## Goals
A. Answer these questions from the text on today's Church crises:
(i) Which encyclical faced the intraecclesial opposition that the text counts among the roots of the current crisis?
(ii) Which bishop described the crisis as existing on three levels?
(iii) Around which archbishop were the homosexual circles centered, according to that bishop?
B. Proceed with the text on today's Church crises from its last sentence.
--- Begin Document section ---
Of particular relevance is his reference, among the roots of the current crisis, to the intraecclesial opposition against the encyclical “Humanae Vitae,” the preeminent text of the magisterium of Paul VI, the pope who on October 14 will be proclaimed a saint.
To the Root Of Today’s Church Crises
by Serafino M. Lanzetta
Holy Mother Church is facing a crisis unprecedented in her entire history. Abuses of all kinds, especially in the sexual sphere, have always existed among the clergy. The current epidemic, however, is atypical for the intersection of a moral crisis and a doctrinal one, whose roots are deeper than the simple misbehaviour of some members of the hierarchy and clergy. We must scratch beyond the surface and delve deeper. Doctrinal confusion begets moral disorder, and vice versa; sexual abuses have prospered now for so many years under the cover of complacency, to such an extent that they have turned silently the doctrine of sexual morality into an anachronistic story.
Without doubt, as Bishop Philip Egan of Portsmouth, UK, said, this crisis exists on three levels: “first, the alleged catalogue of sins and crimes against the young by members of the clergy; secondly, the homosexual circles centered around Archbishop Theodore McCarrick, but present in other areas across the Church, too; and then, thirdly, the mishandling and cover-up of all this by the hierarchy up to the highest circles.”
--- End Document section ---
--- Begin Stored rows ---
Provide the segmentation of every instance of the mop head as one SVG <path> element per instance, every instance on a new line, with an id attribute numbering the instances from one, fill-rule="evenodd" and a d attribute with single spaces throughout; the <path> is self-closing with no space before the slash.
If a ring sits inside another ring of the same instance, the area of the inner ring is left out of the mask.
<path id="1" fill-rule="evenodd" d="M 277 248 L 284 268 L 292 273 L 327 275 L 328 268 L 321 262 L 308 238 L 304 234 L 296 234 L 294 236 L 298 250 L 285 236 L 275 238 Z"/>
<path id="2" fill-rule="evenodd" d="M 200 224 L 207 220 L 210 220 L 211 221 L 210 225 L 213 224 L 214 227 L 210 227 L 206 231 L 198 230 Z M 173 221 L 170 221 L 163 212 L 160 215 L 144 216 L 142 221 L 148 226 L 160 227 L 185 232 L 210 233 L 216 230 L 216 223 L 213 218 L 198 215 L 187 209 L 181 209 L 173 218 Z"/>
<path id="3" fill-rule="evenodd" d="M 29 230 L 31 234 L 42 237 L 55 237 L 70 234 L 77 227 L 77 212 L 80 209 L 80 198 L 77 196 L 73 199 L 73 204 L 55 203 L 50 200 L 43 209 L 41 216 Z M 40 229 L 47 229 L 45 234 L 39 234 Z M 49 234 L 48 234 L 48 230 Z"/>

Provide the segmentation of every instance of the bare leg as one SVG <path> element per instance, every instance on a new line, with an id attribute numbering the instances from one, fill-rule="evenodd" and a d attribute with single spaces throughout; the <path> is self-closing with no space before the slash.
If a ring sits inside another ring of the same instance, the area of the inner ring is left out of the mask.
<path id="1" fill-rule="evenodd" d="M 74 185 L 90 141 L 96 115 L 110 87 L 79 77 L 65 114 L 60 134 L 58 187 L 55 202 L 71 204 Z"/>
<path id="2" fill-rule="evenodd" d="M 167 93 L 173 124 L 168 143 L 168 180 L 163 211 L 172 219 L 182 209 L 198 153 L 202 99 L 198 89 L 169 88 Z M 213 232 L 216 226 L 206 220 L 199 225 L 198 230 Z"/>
--- End Stored rows ---
## In response
A.
(i) "Humanae Vitae"
(ii) Bishop Philip Egan of Portsmouth, UK
(iii) Archbishop Theodore McCarrick

B.
How far have we to go to identify the roots of this crisis? We can consider, among other things, essentially two moral causes as the main root. One is remotely linked with this today’s problem afflicting the Church, the other proximately.
The first cause can be pinpointed in the opposition within the Church to the encyclical “Humanae vitae.” By objecting to the indissoluble covenant between the unitive and procreative principles of marriage, the way was paved for tolerating any other form of union and to justify it in the name of love. Love had to be put before and above the fixity of nature. Contraception would be held as a legitimate moral means by which to safeguard the priority of man’s responsibility over God’s natural and divine law. Actually, the scenario that unfolded was quite different.
In fact, if procreation was no longer the first and highest blessing of marriage, it was not only to be split from love, but, conversely, love had to be split from procreation, up to justifying procreation without union as the logical conclusion of a love without procreation. A sterile love, isolated from its natural and sacramental context, was forcefully pushed onto society and the Church.
The identity of love is at stake. As recently pointed out by Bishop Kevin Doran, the chair of the Irish Bishops’ Committee for Bioethics, there is a “direct connection between the ‘contraceptive mentality’ and the surprisingly high number of people who seem ready to redefine marriage today as a relationship between two people without distinction as to sex.” He added also that if the act of love can be separated from its procreative purpose, “then it is also pretty difficult to explain why marriage needs to be between a man and a woman.”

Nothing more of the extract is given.